### Texto de origem

Abigail é impulsiva, forte e perdida, como a maior parte dos adolescentes. Ela tenta se descobrir e encontrar seu caminho no meio do caos que vive, em um lugar que nem comida suficiente para poderem sobreviverem tem. Claro que o lugar está infestado de insetos também, principalmente as baratas – e vocês podem imaginar como era difícil ler sobre aquele lugar caótico, assim como as pessoas que viviam entre aquelas paredes.

Mas, além disso, há também muitas perguntas que ficaram sem resposta na narrativa. Entendo bem que foi a escolha da autora, mas, pra mim, me deixou com a sensação de que eu que precisava tapar os buraquinhos que faltavam. Queria saber mais sobre Lúcio, queria entender como as coisas chegaram naquele ponto, mas também entendo completamente que a narrativa não era sobre ele e sim sobre a filha dele, adolescente, errática, precisando de um porto seguro que não tinha. Ainda me pergunto aonde a mãe de Abigail estava, já como ela dedica um capitulo de seus pensamentos à mulher – ou a falta dela em sua vida, melhor falando.

Mas na vida de Abigail não é só a mãe que falta: é basicamente tudo. Por diversos trechos, eu queria puxar a garota das páginas e ter uma conversa com ela, tentar acalmar o coração dela e falar para ela desacelerar um pouco, que ela ainda tem muito, muito para viver. A narrativa é caótica, sufocante e em muitos trechos, dolorosa porque Abigail está procurando fora dela o que ela pode encontrar dela. Ela precisa se encontrar antes de qualquer coisa, mesmo que seja no meio de um apartamento repleto de coisas velhas e insetos e, enfim, juntar seus caquinhos.

Mas, a despeito dos buracos negros e da temperatura baixa do ambiente— nossas pernocas frias, os pelinhos eriçados dos braços —, havia uma ligação forte que nos unia, um sentimento bruto de família, uma cumplicidade gelatinosa que nos protegia como uma placenta. Estávamos juntos. Éramos juntos.

######
### Dados

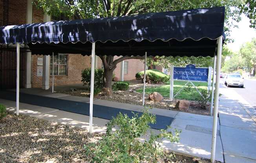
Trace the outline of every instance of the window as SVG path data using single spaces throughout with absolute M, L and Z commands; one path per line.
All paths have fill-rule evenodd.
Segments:
M 128 74 L 128 61 L 124 61 L 124 74 Z
M 54 75 L 67 75 L 67 59 L 68 55 L 59 54 L 54 55 Z M 51 56 L 50 74 L 52 75 L 53 58 Z

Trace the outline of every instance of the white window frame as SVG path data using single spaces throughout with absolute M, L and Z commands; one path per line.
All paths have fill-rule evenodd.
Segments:
M 54 55 L 55 56 L 55 54 Z M 66 62 L 66 64 L 60 64 L 60 55 L 66 55 L 67 56 L 67 62 Z M 58 64 L 54 64 L 53 65 L 58 65 L 58 74 L 57 75 L 54 75 L 54 76 L 68 76 L 68 54 L 62 54 L 62 53 L 59 53 L 58 54 Z M 50 62 L 50 66 L 51 65 L 53 64 L 53 63 L 51 63 L 51 62 L 52 62 L 52 58 L 51 59 L 51 60 Z M 66 74 L 65 75 L 60 75 L 59 73 L 60 73 L 60 65 L 66 65 Z M 51 69 L 51 67 L 50 66 L 50 74 L 51 73 L 52 73 L 52 69 Z M 51 75 L 50 75 L 50 76 L 52 76 L 52 74 Z

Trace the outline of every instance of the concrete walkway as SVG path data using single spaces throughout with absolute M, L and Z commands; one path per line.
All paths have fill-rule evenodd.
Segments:
M 21 92 L 68 100 L 89 103 L 89 98 L 69 96 L 65 94 L 52 94 L 50 91 L 39 91 L 36 89 L 22 89 Z M 31 91 L 31 90 L 33 90 Z M 7 107 L 7 109 L 15 112 L 15 102 L 0 99 L 0 103 Z M 141 106 L 124 104 L 106 100 L 95 99 L 94 103 L 126 110 L 141 111 L 144 107 Z M 46 108 L 20 103 L 20 112 L 21 114 L 33 116 L 49 121 L 57 122 L 88 130 L 89 117 L 84 115 L 67 112 L 52 108 Z M 154 114 L 174 118 L 172 123 L 172 129 L 180 129 L 180 140 L 177 143 L 171 143 L 166 139 L 162 140 L 163 146 L 169 152 L 190 156 L 197 156 L 210 159 L 211 143 L 211 131 L 212 118 L 209 116 L 197 115 L 183 112 L 153 108 L 150 112 Z M 93 117 L 93 131 L 105 132 L 106 125 L 108 120 Z M 218 125 L 218 130 L 219 129 Z M 155 133 L 159 131 L 151 129 Z M 217 137 L 216 159 L 223 162 L 222 146 L 219 136 Z
M 222 86 L 221 93 L 219 116 L 225 162 L 256 163 L 255 109 L 231 89 Z

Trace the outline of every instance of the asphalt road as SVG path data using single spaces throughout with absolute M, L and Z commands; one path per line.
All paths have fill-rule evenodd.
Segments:
M 221 80 L 221 86 L 225 87 Z M 228 89 L 233 89 L 252 107 L 256 107 L 256 80 L 245 79 L 244 84 L 244 88 L 232 87 Z

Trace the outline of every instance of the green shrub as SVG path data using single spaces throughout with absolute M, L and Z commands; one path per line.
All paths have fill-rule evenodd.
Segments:
M 202 108 L 206 109 L 209 106 L 211 101 L 211 91 L 207 89 L 201 89 L 201 96 L 198 96 L 199 105 Z
M 117 82 L 112 86 L 112 89 L 116 91 L 126 91 L 129 88 L 129 82 Z
M 95 88 L 94 89 L 94 91 L 93 91 L 93 96 L 96 96 L 97 94 L 99 94 L 101 91 L 101 88 Z
M 141 80 L 143 82 L 144 71 L 136 74 L 135 77 L 137 80 Z M 166 75 L 157 69 L 148 70 L 146 71 L 146 82 L 148 83 L 157 83 L 166 82 L 170 79 L 170 76 Z
M 6 107 L 3 105 L 0 104 L 0 121 L 6 116 Z
M 104 70 L 102 69 L 95 69 L 94 74 L 94 87 L 95 88 L 102 88 L 103 85 L 103 76 Z M 91 68 L 88 68 L 82 72 L 82 80 L 84 85 L 91 84 Z
M 151 133 L 148 140 L 139 140 L 146 136 L 149 124 L 155 123 L 155 116 L 148 109 L 140 116 L 134 114 L 131 118 L 119 113 L 108 123 L 106 134 L 102 139 L 84 145 L 86 154 L 92 158 L 91 162 L 93 163 L 157 163 L 171 159 L 174 155 L 165 153 L 157 141 L 165 138 L 172 143 L 177 143 L 180 131 L 176 130 L 173 135 L 171 132 L 162 130 L 157 135 Z

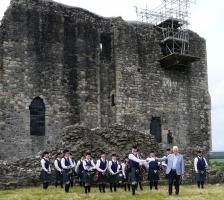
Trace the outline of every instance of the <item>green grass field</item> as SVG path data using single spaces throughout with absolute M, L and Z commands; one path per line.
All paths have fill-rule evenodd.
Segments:
M 44 191 L 40 187 L 2 190 L 0 191 L 0 200 L 72 200 L 72 199 L 93 199 L 93 200 L 224 200 L 224 185 L 206 185 L 204 190 L 199 190 L 195 185 L 181 186 L 179 196 L 167 195 L 167 187 L 160 186 L 158 191 L 149 191 L 147 186 L 143 191 L 138 191 L 136 196 L 129 192 L 118 189 L 117 193 L 99 193 L 97 188 L 93 188 L 90 194 L 84 194 L 83 188 L 74 187 L 66 194 L 60 188 L 55 189 L 53 186 Z

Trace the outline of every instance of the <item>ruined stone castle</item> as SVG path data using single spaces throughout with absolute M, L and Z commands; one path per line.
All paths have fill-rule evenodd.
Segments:
M 154 25 L 53 1 L 12 0 L 0 26 L 0 159 L 54 147 L 73 125 L 120 124 L 164 148 L 208 152 L 205 40 L 190 32 L 189 54 L 200 59 L 186 65 L 161 64 L 163 53 Z

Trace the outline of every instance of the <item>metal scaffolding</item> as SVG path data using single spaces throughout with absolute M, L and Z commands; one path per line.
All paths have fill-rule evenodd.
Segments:
M 153 10 L 136 11 L 138 21 L 156 25 L 161 33 L 162 64 L 169 60 L 172 65 L 173 60 L 174 65 L 187 65 L 199 59 L 189 55 L 189 8 L 193 3 L 196 0 L 163 0 Z

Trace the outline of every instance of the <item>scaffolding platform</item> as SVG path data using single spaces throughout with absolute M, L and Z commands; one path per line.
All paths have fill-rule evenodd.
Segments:
M 162 22 L 160 22 L 158 25 L 158 27 L 161 28 L 167 28 L 167 27 L 172 27 L 174 29 L 177 29 L 181 26 L 183 26 L 183 21 L 180 19 L 176 19 L 176 18 L 168 18 Z
M 187 67 L 191 63 L 199 61 L 200 58 L 189 54 L 172 53 L 162 57 L 159 62 L 163 67 Z

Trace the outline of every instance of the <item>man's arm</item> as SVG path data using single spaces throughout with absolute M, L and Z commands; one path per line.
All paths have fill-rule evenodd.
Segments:
M 58 166 L 58 161 L 57 161 L 57 160 L 54 161 L 54 166 L 55 166 L 55 169 L 56 169 L 56 170 L 58 170 L 59 172 L 61 172 L 61 169 L 60 169 L 60 167 Z
M 182 156 L 182 159 L 181 159 L 181 175 L 184 175 L 184 169 L 185 169 L 185 167 L 184 167 L 184 157 Z
M 61 159 L 61 167 L 62 167 L 63 169 L 69 169 L 69 166 L 65 166 L 65 158 L 62 158 L 62 159 Z
M 75 172 L 78 173 L 79 165 L 81 164 L 80 160 L 77 162 L 77 165 L 75 167 Z
M 194 170 L 195 170 L 196 173 L 198 173 L 197 163 L 198 163 L 198 158 L 195 158 L 194 159 Z
M 141 163 L 141 162 L 145 162 L 145 161 L 146 161 L 146 160 L 141 160 L 141 159 L 135 157 L 133 154 L 129 154 L 129 155 L 128 155 L 128 158 L 129 158 L 130 160 L 133 160 L 133 161 L 137 162 L 137 163 Z
M 96 170 L 99 172 L 104 172 L 102 169 L 100 169 L 100 160 L 97 160 L 96 162 Z
M 113 175 L 114 172 L 113 172 L 113 170 L 111 169 L 111 165 L 112 165 L 112 162 L 109 161 L 109 164 L 108 164 L 108 170 L 109 170 L 109 172 Z
M 47 170 L 46 167 L 45 167 L 45 160 L 42 159 L 40 162 L 41 162 L 41 167 L 42 167 L 42 169 L 43 169 L 45 172 L 48 173 L 48 170 Z

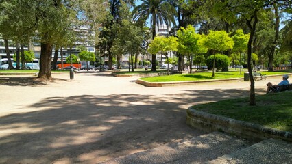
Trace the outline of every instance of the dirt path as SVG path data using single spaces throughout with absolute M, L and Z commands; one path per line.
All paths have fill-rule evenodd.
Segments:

######

### Instrução A
Cite da resenha sobre Abigail o trecho que começa nas palavras "Mas na vida" e termina logo depois de "juntar seus caquinhos.".
### Instrução B
De acordo com a resenha sobre Abigail, que insetos infestam principalmente o lugar onde ela vive?

### Resposta completa A
Mas na vida de Abigail não é só a mãe que falta: é basicamente tudo. Por diversos trechos, eu queria puxar a garota das páginas e ter uma conversa com ela, tentar acalmar o coração dela e falar para ela desacelerar um pouco, que ela ainda tem muito, muito para viver. A narrativa é caótica, sufocante e em muitos trechos, dolorosa porque Abigail está procurando fora dela o que ela pode encontrar dela. Ela precisa se encontrar antes de qualquer coisa, mesmo que seja no meio de um apartamento repleto de coisas velhas e insetos e, enfim, juntar seus caquinhos.

### Resposta completa B
As baratas.